→ **Exercise requirements**:
Arrange all lines of the entries below as a single numbered list, leaving out any blank lines.

→ **Supplied information**:

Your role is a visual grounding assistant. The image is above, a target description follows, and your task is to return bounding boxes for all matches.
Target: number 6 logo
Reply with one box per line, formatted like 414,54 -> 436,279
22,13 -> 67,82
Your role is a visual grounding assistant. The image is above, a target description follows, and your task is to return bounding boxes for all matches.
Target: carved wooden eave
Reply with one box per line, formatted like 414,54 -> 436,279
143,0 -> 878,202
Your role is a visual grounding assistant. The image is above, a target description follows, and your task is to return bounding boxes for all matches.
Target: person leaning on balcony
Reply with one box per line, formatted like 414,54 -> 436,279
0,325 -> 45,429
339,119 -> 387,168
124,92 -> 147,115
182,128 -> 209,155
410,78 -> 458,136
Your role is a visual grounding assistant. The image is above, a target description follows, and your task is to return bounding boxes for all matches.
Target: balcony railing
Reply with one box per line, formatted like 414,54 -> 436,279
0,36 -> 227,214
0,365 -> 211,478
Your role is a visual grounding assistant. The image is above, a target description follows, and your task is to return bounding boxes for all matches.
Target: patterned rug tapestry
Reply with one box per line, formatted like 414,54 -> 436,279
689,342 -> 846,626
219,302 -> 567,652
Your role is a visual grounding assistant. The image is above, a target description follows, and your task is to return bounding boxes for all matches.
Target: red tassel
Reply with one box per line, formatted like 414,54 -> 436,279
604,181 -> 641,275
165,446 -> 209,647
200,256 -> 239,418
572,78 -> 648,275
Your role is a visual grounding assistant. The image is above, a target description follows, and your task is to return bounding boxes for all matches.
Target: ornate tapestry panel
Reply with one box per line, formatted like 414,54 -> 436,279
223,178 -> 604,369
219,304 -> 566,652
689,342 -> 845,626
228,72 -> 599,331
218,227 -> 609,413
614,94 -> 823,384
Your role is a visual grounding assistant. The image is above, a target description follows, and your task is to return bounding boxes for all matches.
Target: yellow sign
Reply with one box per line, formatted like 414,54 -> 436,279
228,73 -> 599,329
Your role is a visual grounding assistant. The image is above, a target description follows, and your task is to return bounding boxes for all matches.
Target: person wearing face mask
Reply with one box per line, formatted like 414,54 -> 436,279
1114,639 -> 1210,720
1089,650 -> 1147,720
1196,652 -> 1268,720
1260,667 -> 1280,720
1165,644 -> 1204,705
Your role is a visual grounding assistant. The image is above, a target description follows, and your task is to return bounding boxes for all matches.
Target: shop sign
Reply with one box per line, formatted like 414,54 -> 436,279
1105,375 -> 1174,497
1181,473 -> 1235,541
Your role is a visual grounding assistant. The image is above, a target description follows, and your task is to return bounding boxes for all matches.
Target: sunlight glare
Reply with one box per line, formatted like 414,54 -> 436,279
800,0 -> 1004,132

→ **Response**:
1. Your role is a visual grounding assistant. The image is above, a target description follows, and your task is to return bounding boxes for all matches.
2. Target: number 6 logo
3. Reply with one box per line, formatted like 414,54 -> 436,279
4. 22,13 -> 67,82
5. Your role is a visual grounding assistant. The image is above, a target description follows, and your task is to return bounding boxes for all matches.
6. Target: carved wooden eave
7. Reply with one box per line, formatted like 414,54 -> 436,279
8. 143,0 -> 878,202
9. Your role is a visual grounding assistant. The image is above, a target description follows, and your task is to return bounding boxes for all matches.
10. Target: person leaning on balcony
11. Reply with one box per line, formatted like 414,54 -> 436,279
12. 0,325 -> 45,429
13. 339,119 -> 387,168
14. 124,92 -> 147,115
15. 182,128 -> 209,155
16. 410,78 -> 458,136
17. Your role is a visual grounding assistant. The image is above, a target description follows, and your task is to return bounding boxes for all matches.
18. Target: balcony railing
19. Reply with one box per line, formatted like 414,54 -> 436,279
20. 0,36 -> 227,214
21. 0,365 -> 211,478
22. Your role is a visual grounding assistant. The image is above, a target description follows, and your task is to return bounding boxes for all matches.
23. Target: patterned rug tapestry
24. Reply with one box per line, formatted like 414,54 -> 436,279
25. 689,342 -> 846,626
26. 219,302 -> 567,652
27. Your role is a visual grounding assistant. The image is above, a target description follows, and your task is to return bounding boxes for all matches.
28. Target: red tassel
29. Reply with one box per line, formatted like 414,54 -> 436,279
30. 604,181 -> 641,275
31. 165,446 -> 209,647
32. 200,256 -> 239,418
33. 572,78 -> 648,275
34. Your role is a visual grounding assistant. The image is above, a target description follows, and your task is to return bounding boxes for all matches.
35. Target: ornate tapestry panel
36. Reply with one box per line, formatted like 414,54 -> 436,279
37. 223,178 -> 604,369
38. 219,304 -> 566,652
39. 689,342 -> 845,626
40. 228,72 -> 599,331
41. 218,227 -> 609,413
42. 614,94 -> 823,384
43. Your role is a visual grounding assistant. The image is above, a target description follows, and your task is to return bounding boxes for all matches.
44. Target: yellow sign
45. Reply with one box per line, formatted like 414,54 -> 436,279
46. 228,73 -> 599,329
47. Your role is a visual grounding assistant. The image is above, a target description follows, and your task is to return bounding boxes for all matches.
48. Target: person wearing face mask
49. Reply with one box per line, formatted like 414,54 -> 436,279
50. 1114,639 -> 1210,720
51. 1089,650 -> 1147,720
52. 1196,652 -> 1268,720
53. 1260,667 -> 1280,720
54. 1165,644 -> 1204,705
55. Your role is a visual grounding assistant. The image is above, a target description follows, and your task is to return bounding boxes for all matches.
56. Target: shop sign
57. Reply with one box per line, formatted like 414,54 -> 436,279
58. 1105,375 -> 1174,497
59. 1181,473 -> 1235,541
60. Your role is a visual grounding assistant. The image is above, a target description follows, and your task is to return bounding boxes for all matches.
61. Target: sunlight glare
62. Reply with one box per line, formatted like 414,54 -> 436,279
63. 800,0 -> 1004,132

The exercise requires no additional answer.